The word "blue" marks the lines to find; copy every such line from the data below.

Top of Extracted material

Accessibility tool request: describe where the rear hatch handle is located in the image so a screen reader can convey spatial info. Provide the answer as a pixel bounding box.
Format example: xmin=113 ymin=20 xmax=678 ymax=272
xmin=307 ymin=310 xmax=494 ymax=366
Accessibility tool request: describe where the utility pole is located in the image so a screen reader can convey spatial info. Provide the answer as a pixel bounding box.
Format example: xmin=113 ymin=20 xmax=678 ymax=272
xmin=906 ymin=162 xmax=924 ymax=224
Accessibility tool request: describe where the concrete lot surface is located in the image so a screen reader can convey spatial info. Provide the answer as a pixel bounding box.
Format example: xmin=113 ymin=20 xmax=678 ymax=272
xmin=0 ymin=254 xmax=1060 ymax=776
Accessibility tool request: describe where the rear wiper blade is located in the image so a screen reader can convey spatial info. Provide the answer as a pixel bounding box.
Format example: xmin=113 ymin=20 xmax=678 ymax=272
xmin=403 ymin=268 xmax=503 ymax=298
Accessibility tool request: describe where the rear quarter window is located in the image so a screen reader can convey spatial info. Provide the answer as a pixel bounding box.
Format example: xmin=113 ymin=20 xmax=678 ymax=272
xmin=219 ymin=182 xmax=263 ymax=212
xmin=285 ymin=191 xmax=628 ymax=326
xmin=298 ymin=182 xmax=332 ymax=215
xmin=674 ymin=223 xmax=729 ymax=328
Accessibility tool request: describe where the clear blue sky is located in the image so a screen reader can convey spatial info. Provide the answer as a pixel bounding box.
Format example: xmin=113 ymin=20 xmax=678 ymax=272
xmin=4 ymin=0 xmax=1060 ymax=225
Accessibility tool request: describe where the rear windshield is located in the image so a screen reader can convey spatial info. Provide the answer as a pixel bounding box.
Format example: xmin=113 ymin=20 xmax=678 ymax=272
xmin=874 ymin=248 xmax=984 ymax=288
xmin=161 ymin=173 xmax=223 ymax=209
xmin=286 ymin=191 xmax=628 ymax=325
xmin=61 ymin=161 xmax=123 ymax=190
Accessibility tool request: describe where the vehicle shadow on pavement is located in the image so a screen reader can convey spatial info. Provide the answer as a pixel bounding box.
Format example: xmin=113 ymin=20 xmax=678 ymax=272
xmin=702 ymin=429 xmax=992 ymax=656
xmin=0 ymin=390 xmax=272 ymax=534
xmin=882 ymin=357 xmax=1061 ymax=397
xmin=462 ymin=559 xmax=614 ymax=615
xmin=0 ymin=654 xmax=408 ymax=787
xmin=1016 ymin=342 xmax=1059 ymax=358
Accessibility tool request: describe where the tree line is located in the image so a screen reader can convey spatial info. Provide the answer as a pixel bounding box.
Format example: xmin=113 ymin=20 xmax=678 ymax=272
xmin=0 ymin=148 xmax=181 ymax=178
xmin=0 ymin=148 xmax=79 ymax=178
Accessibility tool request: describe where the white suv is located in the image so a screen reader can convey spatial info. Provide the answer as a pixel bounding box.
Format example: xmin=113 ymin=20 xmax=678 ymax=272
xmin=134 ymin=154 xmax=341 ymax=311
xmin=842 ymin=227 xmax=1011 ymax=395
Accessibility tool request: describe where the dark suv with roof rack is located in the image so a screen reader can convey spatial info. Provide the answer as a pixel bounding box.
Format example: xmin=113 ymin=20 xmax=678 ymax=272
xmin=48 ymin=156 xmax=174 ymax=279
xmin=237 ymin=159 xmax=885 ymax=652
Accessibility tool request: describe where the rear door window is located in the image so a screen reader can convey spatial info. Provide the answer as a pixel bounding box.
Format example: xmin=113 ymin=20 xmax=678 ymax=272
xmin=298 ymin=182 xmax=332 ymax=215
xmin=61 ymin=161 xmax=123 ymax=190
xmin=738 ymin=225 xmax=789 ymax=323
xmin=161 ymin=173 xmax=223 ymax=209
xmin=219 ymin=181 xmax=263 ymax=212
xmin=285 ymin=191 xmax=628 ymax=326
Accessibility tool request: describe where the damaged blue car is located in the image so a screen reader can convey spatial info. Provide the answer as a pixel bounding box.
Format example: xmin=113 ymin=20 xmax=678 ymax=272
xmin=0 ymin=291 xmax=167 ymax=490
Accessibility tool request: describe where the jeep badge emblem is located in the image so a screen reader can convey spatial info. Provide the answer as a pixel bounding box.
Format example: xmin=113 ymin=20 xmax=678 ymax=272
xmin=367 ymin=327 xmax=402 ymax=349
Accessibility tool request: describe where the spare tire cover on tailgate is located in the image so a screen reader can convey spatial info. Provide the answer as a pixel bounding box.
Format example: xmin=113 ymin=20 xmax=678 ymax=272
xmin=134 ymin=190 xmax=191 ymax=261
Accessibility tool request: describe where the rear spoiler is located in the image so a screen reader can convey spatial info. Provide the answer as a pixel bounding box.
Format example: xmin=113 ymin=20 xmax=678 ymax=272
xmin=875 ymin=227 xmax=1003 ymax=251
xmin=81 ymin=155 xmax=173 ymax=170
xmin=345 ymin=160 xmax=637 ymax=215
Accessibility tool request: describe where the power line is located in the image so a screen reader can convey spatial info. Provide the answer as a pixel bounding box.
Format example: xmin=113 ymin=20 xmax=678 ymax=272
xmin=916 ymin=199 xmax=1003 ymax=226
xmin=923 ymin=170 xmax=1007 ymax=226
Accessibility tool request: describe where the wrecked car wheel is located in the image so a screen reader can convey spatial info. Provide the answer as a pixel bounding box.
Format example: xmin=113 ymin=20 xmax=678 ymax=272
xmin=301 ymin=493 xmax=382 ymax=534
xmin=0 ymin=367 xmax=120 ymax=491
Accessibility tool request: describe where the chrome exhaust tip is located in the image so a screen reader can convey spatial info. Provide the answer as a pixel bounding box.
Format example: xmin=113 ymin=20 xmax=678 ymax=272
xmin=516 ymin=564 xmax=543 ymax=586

Bottom of Extracted material

Result of this task:
Accessibility tool request: describe where the clear blue sky is located in the image so a screen reader can convey spatial info. Provide the answer as a pixel bounding box.
Accessibility tool request: describe where the damaged blue car is located in the image so a screen reader can convey spatial info. Provide the answer as a pixel bounding box.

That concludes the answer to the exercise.